* Exercise task: Rewrite all of the following lines, substituting "image coordinates" for every occurrence of "pixel coordinates". Leave everything else unchanged.

[start Material for this task]

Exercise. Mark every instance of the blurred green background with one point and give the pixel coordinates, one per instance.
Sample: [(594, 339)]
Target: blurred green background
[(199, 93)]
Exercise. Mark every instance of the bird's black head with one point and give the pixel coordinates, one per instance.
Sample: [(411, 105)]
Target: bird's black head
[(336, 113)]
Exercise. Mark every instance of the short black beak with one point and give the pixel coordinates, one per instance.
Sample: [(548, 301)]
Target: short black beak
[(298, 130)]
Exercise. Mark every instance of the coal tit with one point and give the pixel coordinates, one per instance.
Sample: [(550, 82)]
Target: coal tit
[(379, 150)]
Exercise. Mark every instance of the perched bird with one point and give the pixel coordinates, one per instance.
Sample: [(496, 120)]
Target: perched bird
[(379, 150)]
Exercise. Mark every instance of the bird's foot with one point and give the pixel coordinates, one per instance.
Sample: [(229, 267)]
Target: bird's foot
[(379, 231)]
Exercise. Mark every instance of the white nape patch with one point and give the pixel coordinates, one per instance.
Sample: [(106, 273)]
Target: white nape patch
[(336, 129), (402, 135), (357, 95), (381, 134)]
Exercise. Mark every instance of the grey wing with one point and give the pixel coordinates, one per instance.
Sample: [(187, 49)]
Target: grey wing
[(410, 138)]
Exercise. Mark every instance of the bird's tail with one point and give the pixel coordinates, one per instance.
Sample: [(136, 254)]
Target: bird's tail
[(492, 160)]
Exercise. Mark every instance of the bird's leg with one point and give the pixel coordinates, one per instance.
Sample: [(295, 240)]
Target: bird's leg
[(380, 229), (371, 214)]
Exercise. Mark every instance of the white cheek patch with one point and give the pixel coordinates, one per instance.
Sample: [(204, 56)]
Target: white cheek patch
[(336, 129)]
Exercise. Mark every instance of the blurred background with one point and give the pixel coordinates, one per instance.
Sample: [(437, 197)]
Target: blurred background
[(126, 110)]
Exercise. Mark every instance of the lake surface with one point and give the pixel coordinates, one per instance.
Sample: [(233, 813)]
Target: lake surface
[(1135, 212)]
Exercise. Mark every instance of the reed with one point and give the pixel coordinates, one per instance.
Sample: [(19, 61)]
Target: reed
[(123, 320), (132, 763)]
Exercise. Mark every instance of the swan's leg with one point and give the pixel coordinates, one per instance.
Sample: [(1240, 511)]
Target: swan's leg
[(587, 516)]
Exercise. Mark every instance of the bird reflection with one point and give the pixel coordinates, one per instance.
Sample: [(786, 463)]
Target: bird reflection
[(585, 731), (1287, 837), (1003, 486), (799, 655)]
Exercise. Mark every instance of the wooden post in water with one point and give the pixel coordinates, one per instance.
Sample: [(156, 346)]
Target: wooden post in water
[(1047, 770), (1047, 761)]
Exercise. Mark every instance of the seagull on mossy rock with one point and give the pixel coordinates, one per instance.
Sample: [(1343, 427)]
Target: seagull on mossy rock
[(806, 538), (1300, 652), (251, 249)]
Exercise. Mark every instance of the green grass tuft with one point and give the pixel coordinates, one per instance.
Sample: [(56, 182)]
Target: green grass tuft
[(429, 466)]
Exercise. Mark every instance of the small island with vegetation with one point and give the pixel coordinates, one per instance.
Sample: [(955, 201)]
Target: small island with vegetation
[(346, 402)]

[end Material for this task]

* Task answer:
Exercise. Mark every instance of the blurred green background with one point and give the image coordinates, one per instance.
Sample: [(594, 339)]
Target: blurred green background
[(199, 93)]
Exercise. Mark every instance of the bird's black head with one point and give the image coordinates, one per instance.
Sample: [(411, 105)]
Target: bird's black head
[(336, 113)]
Exercise. Mark every instance of the short black beak with one point and give the image coordinates, one per instance.
Sample: [(548, 301)]
Target: short black beak
[(298, 130)]
Exercise. Mark every instance of the coal tit with one point and give the image coordinates, one per instance.
Sample: [(550, 82)]
Target: coal tit
[(379, 150)]
Exercise. Mark every instance of the perched bird with one point and give the image coordinates, one per instance.
Sample: [(496, 120)]
Target: perched bird
[(379, 150)]
Exercise. Mark every instance of the bird's foot with one point and give the image coordinates, one per instance.
Sample: [(229, 267)]
Target: bird's foot
[(379, 231)]
Exercise. Mark every instance of the white nape patch with one point and give the image coordinates, one per instance.
Sample: [(106, 273)]
Target: white nape patch
[(336, 129), (402, 135), (357, 95), (381, 134)]
Exercise. Mark every instance of the grey wing with one point and give the image coordinates, one per instance.
Sample: [(187, 49)]
Target: grey wing
[(410, 138)]
Exercise. Mark every instance of the bird's tail with one point and give the image coordinates, one per instance.
Sample: [(136, 254)]
Target: bird's tail
[(492, 160)]
Exercise. Mark every instance of the bird's leg with one point and give the image coordinates, one per instance.
Sample: [(295, 240)]
Target: bird's leg
[(380, 229), (371, 214)]
Exercise. Mark every instance of the white cheek patch with one point and give the image coordinates, one per instance.
Sample: [(204, 56)]
Target: white cheek patch
[(336, 129)]
Exercise. Mark every instance of the blurred background with one point and give the image coordinates, one per instance.
Sample: [(437, 197)]
Target: blurred background
[(126, 110)]
Exercise. Mark every instance of the lake surface with one point and give the image coordinates, one per instance.
Sample: [(233, 813)]
Target: lake surface
[(1135, 212)]
Exercise. Mark every instance of the reed with one point and give the image coordinates, one per instance.
Sample: [(19, 61)]
Target: reed
[(123, 320), (132, 763)]
Exercise. Mark every instance of the swan's leg with one point and give the image coordinates, one per instance.
Sample: [(1240, 511)]
Target: swan's leg
[(587, 516)]
Exercise. Mark every instance of the bird reflection with one point and give the image coordinates, one per instance.
Sample: [(786, 463)]
Target: bird reflection
[(585, 731), (1287, 837), (1003, 486), (799, 655)]
Exercise. Mark every instance of the wooden post in water with one point and give the image coordinates, one per instance.
Sample: [(156, 346)]
Target: wooden post in water
[(1047, 770), (1047, 761)]
Exercise. Mark every instance of the seagull on mossy rock with one point and give the image coordinates, one per instance.
Sample: [(1343, 427)]
Target: seagull on mossy rock
[(806, 538), (1300, 652), (251, 249)]
Exercise. Mark every instance of the green grass tuft with one point and give the image coordinates, one per instance.
Sample: [(56, 182)]
Target: green grass tuft
[(429, 466)]
Exercise. Mark every instance of the small island with vegetation with one point and give the image coordinates, one per instance.
Sample: [(955, 201)]
Target: small island with vegetation
[(346, 402)]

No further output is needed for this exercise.